Problem -
In the records below, take the part that opens with the line containing "of the tall" and runs through the end of the records, and recast it as a JSON list of strings, one string per line, with blank lines dropped. Leave the pictures out.

+++ Exercise material

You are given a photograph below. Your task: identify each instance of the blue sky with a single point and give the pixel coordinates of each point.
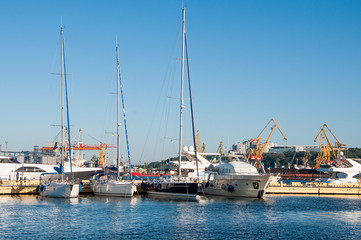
(295, 61)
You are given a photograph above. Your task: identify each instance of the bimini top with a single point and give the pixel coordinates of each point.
(236, 168)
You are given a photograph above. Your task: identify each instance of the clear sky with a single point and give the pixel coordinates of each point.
(296, 61)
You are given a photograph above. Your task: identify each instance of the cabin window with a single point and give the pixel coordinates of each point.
(29, 169)
(341, 175)
(358, 176)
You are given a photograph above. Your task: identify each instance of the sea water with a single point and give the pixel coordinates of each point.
(93, 217)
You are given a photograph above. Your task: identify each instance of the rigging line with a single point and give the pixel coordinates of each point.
(67, 114)
(172, 75)
(191, 104)
(125, 123)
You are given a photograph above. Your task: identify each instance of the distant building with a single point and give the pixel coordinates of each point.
(292, 148)
(242, 148)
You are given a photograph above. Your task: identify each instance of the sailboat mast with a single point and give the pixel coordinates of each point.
(181, 97)
(118, 123)
(62, 101)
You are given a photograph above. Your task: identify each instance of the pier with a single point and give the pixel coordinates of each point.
(312, 188)
(30, 187)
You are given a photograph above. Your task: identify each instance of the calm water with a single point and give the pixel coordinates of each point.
(275, 217)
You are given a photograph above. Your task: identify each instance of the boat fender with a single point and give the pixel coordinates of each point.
(230, 188)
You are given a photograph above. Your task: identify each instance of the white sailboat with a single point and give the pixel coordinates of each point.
(115, 187)
(64, 188)
(177, 186)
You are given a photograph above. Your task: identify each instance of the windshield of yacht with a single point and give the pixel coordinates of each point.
(227, 159)
(8, 160)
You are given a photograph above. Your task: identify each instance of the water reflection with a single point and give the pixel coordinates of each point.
(289, 217)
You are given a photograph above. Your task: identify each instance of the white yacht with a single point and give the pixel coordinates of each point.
(66, 187)
(189, 164)
(9, 167)
(236, 178)
(344, 170)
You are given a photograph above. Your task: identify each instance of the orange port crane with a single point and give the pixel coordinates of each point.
(83, 147)
(260, 147)
(324, 156)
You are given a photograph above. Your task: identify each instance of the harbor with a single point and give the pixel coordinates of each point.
(309, 188)
(180, 120)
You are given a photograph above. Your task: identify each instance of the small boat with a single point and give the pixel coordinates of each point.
(180, 187)
(343, 170)
(33, 171)
(63, 188)
(107, 184)
(236, 178)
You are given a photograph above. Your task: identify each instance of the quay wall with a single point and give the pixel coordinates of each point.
(314, 188)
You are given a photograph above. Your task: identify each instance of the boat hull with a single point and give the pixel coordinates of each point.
(173, 189)
(251, 186)
(59, 190)
(114, 189)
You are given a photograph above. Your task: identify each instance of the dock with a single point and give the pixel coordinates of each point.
(30, 187)
(312, 188)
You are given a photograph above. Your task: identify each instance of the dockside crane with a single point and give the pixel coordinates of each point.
(327, 150)
(260, 146)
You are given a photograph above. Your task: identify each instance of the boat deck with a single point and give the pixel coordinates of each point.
(314, 188)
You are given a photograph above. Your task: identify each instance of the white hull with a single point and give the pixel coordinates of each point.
(250, 186)
(171, 195)
(59, 190)
(33, 171)
(114, 188)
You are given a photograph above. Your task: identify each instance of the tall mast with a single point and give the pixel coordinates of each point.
(62, 99)
(181, 97)
(118, 123)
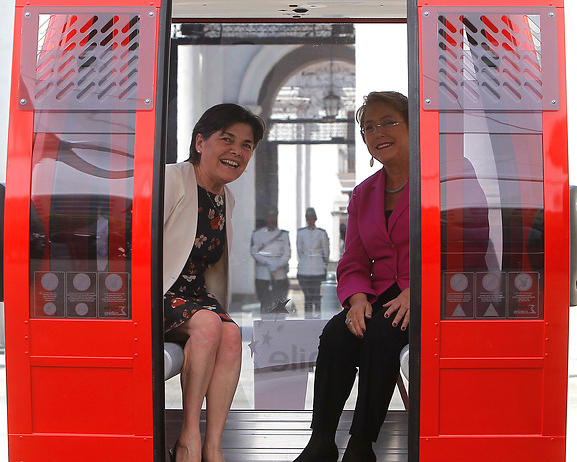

++++++

Solution for this task -
[
  "You are given a photograph above. Your task: identify each instance of the tall mast with a single point and give the pixel coordinates of each point.",
  "(62, 99)",
  "(181, 97)",
  "(118, 123)"
]